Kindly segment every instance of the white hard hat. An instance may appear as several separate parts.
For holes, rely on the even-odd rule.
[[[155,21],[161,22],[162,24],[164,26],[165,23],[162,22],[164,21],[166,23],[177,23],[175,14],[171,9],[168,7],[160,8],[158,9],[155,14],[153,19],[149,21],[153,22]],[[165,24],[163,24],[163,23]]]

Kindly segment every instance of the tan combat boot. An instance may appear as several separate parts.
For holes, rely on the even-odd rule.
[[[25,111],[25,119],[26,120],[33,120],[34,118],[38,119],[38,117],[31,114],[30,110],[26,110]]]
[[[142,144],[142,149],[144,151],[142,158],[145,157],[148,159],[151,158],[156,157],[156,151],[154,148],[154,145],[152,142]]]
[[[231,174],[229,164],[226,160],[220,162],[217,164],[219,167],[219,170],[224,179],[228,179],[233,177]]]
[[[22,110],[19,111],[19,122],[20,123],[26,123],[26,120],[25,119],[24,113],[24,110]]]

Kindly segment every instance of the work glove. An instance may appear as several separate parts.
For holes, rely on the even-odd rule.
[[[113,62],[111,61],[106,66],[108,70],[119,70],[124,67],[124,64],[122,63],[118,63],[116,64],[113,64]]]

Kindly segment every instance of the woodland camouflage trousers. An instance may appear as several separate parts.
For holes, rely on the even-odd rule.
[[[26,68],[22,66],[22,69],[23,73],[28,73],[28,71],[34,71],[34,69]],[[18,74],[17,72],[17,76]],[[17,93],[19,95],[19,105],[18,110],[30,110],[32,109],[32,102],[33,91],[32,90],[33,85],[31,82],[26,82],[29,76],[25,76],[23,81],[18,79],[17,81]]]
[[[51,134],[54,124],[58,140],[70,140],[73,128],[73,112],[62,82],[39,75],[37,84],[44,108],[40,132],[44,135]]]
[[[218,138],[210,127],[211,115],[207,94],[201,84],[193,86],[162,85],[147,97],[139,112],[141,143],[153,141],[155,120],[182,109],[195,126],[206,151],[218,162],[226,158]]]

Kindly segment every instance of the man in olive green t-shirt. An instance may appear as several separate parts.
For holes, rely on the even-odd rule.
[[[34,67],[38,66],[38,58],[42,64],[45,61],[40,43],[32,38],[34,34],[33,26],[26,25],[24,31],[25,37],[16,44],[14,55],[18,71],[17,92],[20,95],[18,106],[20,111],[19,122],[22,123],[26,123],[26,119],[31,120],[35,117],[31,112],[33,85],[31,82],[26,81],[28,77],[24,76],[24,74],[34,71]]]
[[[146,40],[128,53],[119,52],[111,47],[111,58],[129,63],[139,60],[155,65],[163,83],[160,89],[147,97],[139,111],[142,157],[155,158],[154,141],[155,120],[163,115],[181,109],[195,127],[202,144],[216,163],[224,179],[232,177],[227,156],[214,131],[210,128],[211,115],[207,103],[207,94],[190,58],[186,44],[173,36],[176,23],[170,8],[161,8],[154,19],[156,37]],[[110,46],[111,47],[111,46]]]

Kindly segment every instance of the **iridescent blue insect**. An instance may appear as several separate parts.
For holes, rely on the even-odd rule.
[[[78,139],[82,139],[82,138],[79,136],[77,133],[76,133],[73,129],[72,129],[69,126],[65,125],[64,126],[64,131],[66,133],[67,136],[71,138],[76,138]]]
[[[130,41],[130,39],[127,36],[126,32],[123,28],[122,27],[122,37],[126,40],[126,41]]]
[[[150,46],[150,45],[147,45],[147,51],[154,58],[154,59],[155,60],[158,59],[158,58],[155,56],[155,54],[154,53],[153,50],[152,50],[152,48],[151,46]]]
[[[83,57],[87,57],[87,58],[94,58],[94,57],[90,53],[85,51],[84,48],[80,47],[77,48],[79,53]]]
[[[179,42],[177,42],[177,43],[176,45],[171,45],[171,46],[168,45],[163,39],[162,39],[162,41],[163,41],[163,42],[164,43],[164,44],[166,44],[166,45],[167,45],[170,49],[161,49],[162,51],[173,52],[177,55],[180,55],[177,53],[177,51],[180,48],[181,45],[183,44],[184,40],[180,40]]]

• **GOAL OF THE EXERCISE**
Repeat the listing in full, keeping every line exactly as it is.

• **RESULT OF THIS TASK**
Kindly segment every instance of the white hard hat. An instance may appear as several separate parts.
For holes, rely on the even-odd rule.
[[[155,21],[161,22],[162,24],[164,26],[165,23],[162,22],[164,21],[166,23],[177,23],[175,14],[171,9],[168,7],[160,8],[158,9],[155,14],[153,19],[149,21],[153,22]],[[165,24],[163,24],[163,23]]]

Kindly segment every instance of the tan combat boot. An instance may appear as several separate parts.
For holes, rely on the even-odd rule.
[[[25,111],[25,119],[26,120],[33,120],[34,118],[38,119],[38,117],[31,114],[30,110],[26,110]]]
[[[142,144],[142,149],[144,151],[142,158],[145,157],[148,159],[151,158],[156,157],[156,151],[154,148],[154,145],[152,142]]]
[[[231,174],[229,164],[226,160],[220,162],[217,164],[219,167],[219,170],[224,179],[228,179],[233,177]]]
[[[22,110],[19,111],[19,122],[20,123],[26,123],[26,120],[25,119],[24,113],[24,110]]]

Kindly segment every instance of the work glove. An instance may appear as several separate parts.
For holes, rely on the even-odd rule.
[[[113,62],[111,61],[106,66],[108,70],[119,70],[124,67],[124,64],[122,63],[118,63],[116,64],[113,64]]]

Kindly segment every instance of the woodland camouflage trousers. An instance may appear as several separate parts.
For holes, rely on the even-odd rule.
[[[26,68],[22,66],[22,69],[23,73],[28,73],[28,71],[34,71],[34,69]],[[18,74],[17,72],[17,76]],[[17,93],[19,95],[19,105],[18,110],[30,110],[32,109],[32,102],[33,91],[32,90],[33,85],[31,82],[26,82],[29,76],[25,76],[23,81],[18,79],[17,81]]]
[[[51,134],[54,124],[58,140],[70,140],[73,128],[73,112],[62,82],[39,75],[37,84],[44,108],[40,132],[44,135]]]
[[[218,138],[210,127],[211,115],[207,94],[201,84],[193,86],[162,85],[147,97],[139,112],[141,143],[153,141],[155,120],[182,109],[195,126],[206,151],[218,162],[226,158]]]

Kindly segment every instance of the man in olive green t-shirt. An instance may appear as several separate parts.
For holes, rely on the even-odd rule.
[[[34,67],[38,66],[38,58],[42,64],[45,61],[40,43],[32,38],[34,34],[33,26],[26,25],[24,31],[25,37],[16,44],[14,55],[18,71],[17,92],[20,95],[18,106],[20,111],[19,122],[22,123],[26,123],[26,119],[31,120],[35,117],[31,112],[33,85],[31,82],[26,81],[28,77],[24,76],[24,74],[34,71]]]
[[[146,40],[128,53],[119,52],[111,47],[111,58],[129,63],[139,60],[155,65],[163,83],[160,89],[147,97],[139,111],[142,157],[155,158],[154,141],[155,120],[163,115],[181,109],[195,127],[202,144],[216,163],[224,179],[232,177],[227,156],[214,131],[210,128],[211,115],[207,103],[207,94],[190,58],[186,44],[173,36],[176,23],[170,8],[161,8],[154,19],[156,37]],[[110,46],[111,47],[111,46]]]

Kindly segment every instance of the **iridescent blue insect**. An instance may appear as several separate parts.
For holes, rely on the even-odd rule.
[[[78,139],[82,139],[82,138],[79,136],[77,133],[76,133],[73,129],[72,129],[69,126],[65,125],[64,126],[64,131],[66,133],[67,136],[71,138],[76,138]]]
[[[130,41],[130,39],[127,36],[126,32],[123,28],[122,27],[122,37],[126,40],[126,41]]]
[[[150,46],[150,45],[147,45],[147,51],[154,58],[154,59],[155,60],[158,59],[158,58],[155,56],[155,54],[154,53],[153,50],[152,50],[152,48],[151,46]]]
[[[83,57],[87,57],[87,58],[94,58],[94,57],[90,53],[85,51],[84,48],[80,47],[77,48],[79,53]]]
[[[179,42],[177,42],[177,43],[176,45],[171,45],[171,46],[168,45],[163,39],[162,39],[162,41],[163,41],[163,42],[164,43],[164,44],[166,44],[166,45],[167,45],[170,49],[161,49],[162,51],[173,52],[177,55],[180,55],[177,53],[177,51],[180,48],[181,45],[183,44],[184,40],[180,40]]]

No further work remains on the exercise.